Records from a data collection
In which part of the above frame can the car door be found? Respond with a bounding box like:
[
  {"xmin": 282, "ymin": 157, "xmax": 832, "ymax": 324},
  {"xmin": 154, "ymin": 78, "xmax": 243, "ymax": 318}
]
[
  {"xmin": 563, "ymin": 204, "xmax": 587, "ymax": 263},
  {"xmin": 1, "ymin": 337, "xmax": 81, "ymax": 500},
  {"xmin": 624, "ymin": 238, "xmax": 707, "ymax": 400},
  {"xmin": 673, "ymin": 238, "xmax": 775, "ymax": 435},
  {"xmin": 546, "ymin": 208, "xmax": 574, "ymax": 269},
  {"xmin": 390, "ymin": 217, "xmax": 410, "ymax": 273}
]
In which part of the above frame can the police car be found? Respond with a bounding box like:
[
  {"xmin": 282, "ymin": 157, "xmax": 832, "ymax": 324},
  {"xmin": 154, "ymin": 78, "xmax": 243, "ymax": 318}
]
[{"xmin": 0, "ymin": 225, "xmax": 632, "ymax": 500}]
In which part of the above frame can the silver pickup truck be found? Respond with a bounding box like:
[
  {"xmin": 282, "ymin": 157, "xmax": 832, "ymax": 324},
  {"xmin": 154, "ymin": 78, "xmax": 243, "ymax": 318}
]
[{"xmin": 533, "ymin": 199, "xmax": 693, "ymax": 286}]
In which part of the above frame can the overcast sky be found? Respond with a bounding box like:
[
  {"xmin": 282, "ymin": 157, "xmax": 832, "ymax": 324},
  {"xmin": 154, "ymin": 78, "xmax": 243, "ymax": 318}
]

Requirement: All lines with the word "frame" need to be copied from the data above.

Reply:
In which part of the above frame can the car door be found? Respond with a bounding box like:
In which part of the above frame can the police car be found? Respond with a bounding box like:
In which part of the above frame can the silver pickup truck be found? Respond with a bounding box like:
In which part of the above frame can the overcast sky be found? Respond with a bounding box like:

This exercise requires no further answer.